Die Pharaonen trugen ihn. Unter Fürsten war er ein Machtsymbol. Und als David Beckham ihn hatte, wollten ihn auf einmal alle: den Bart. Autor Matthias Holthus-Rüd hat seinen Bart aus Leichtsinn verloren – und folgt nun den Auswüchsen und Wirbeln dieser ebenso verehrten wie verhassten Gesichtsbehaarung.

Von: Matthias Holthus-Rüd

Stand: 13.03.2023 | Archiv

Drei Minuten Rasur verwandeln mich von einem Teddybären mit hübschem Fell unter der Nase in einen glattrasierten Vollmond.

Autor Matthias Holthus-Rüd - glattrasiert.

Mein optisches Alter hat sich halbiert, mein Doppelkinn dagegen unter der Vollbart-Tarnung weiter zugelegt. Das alles ist keine Überraschung, denn ich weiß mit mehr als 40 Lebensjahren eigentlich, dass mir Vollbart steht, dass ich mich glattrasiert nicht mag. Aber alle vier bis sechs Jahre vergesse ich das in den entscheidenden Minuten – mein Hirn funkt lautstark Veränderung!

Wäre ich jetzt ägyptischer Pharao, ich würde mir einfach einen Zeremonienbart ans Kinn binden, denn Pharaonen waren tatsächlich gleichzeitig glattrasiert und bärtig. Sie ließen sich einen künstlichen Spitzbart mit dünnen Riemen am Kinn befestigen. Aber ich bin nun mal kein Pharao und deswegen muss ich wohl Geduld haben.

Kapitel 1: Riskanter Vollbart mit Goldrausch

Zwei Tage nach meiner Rasur. Ich bin optisch zurück in meinem Kinderzimmer. Meinen Vater kenne ich nur mit Vollbart. Bei mir selbst wuchs bis in meine späten 20er Jahre hinein aber nichts. Doch irgendwann kamen die Barthaare und blieben. Im Hier und Jetzt bin ich aber weiter ziemlich glatt und es geht zu meinem ersten Gesprächspartner. Er ist mein Endziel, mein Vorbild. Er hat, was ich nicht mehr habe: Armin Dauwalter, 65 Jahre alt, seit 40 Jahren Bart-Träger.

Der Flur von Armin Dauwalter in Fürth ist eine Art Bart-Galerie. Links und rechts hängen Familienbilder. Die Kinder darauf werden immer größer, Frisuren verändern sich, doch eines bleibt konstant: Der Familienvater trägt Bart. Bis Mitte seiner 20er Jahre war Armin Dauwalter bartlos, hatte ihn sich dann aber auf einer Reise wachsen lassen. Keine einfache Entscheidung, denn er ging damit das Risiko ein, sein Zuhause zu verlieren.

-------------------------

Schriftliche Übung a >> Nennen Sie alle Personen, die im Text über den Bart mit ihrem Namen erwähnt werden.
Zwischen dem Text und den Datensätzen besteht kein Zusammenhang.

Auszüge aus einem Zeige-Datensatz >>
-------------------------

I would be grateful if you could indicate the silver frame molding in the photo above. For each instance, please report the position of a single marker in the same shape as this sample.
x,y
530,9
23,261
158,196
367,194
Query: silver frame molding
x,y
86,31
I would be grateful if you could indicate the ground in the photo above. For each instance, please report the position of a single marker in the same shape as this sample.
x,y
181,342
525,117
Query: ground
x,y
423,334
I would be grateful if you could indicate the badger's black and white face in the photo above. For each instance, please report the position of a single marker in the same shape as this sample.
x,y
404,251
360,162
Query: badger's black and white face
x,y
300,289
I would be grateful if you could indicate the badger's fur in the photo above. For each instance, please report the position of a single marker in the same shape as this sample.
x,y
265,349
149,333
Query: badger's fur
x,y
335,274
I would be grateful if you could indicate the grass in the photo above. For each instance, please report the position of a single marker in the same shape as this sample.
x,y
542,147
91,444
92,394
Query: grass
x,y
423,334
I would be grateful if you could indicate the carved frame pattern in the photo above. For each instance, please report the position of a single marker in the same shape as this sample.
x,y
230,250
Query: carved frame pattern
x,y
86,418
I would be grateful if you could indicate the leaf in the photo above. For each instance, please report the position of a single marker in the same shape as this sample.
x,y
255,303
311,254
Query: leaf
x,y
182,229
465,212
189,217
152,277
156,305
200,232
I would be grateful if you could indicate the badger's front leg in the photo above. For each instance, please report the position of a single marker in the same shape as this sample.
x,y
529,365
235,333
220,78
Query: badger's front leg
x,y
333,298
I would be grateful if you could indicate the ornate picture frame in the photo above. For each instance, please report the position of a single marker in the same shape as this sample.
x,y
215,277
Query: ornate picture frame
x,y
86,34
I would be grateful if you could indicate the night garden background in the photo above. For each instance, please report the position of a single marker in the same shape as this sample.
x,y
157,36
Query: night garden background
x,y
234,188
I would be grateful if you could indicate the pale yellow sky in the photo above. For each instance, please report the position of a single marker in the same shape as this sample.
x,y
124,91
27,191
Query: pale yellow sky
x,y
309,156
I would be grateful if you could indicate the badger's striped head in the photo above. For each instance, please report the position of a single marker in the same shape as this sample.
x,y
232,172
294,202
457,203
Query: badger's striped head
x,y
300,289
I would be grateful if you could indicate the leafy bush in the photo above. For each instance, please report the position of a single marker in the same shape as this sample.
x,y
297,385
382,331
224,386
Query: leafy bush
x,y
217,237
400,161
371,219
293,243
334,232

-------------------------

Schriftliche Übung b >> Ordnen Sie die Zeilen der Datensätze als JSON-Liste von Zeichenketten an, eine Zeichenkette pro Zeile. Erfasst werden die Zeilen von derjenigen mit „I would be grateful if you could indicate the badger's striped“ bis zum Ende der Datensätze, beide Grenzen eingeschlossen.

Antwort a >>
- David Beckham
- Matthias Holthus-Rüd
- Armin Dauwalter

Antwort b >>
[
  "I would be grateful if you could indicate the badger's striped head in the photo above. For each instance, please report the position of a single marker in the same shape as this sample.",
  "x,y",
  "232,172",
  "294,202",
  "457,203",
  "Query: badger's striped head",
  "x,y",
  "300,289",
  "I would be grateful if you could indicate the leafy bush in the photo above. For each instance, please report the position of a single marker in the same shape as this sample.",
  "x,y",
  "297,385",
  "382,331",
  "224,386",
  "Query: leafy bush",
  "x,y",
  "217,237",
  "400,161",
  "371,219",
  "293,243",
  "334,232"
]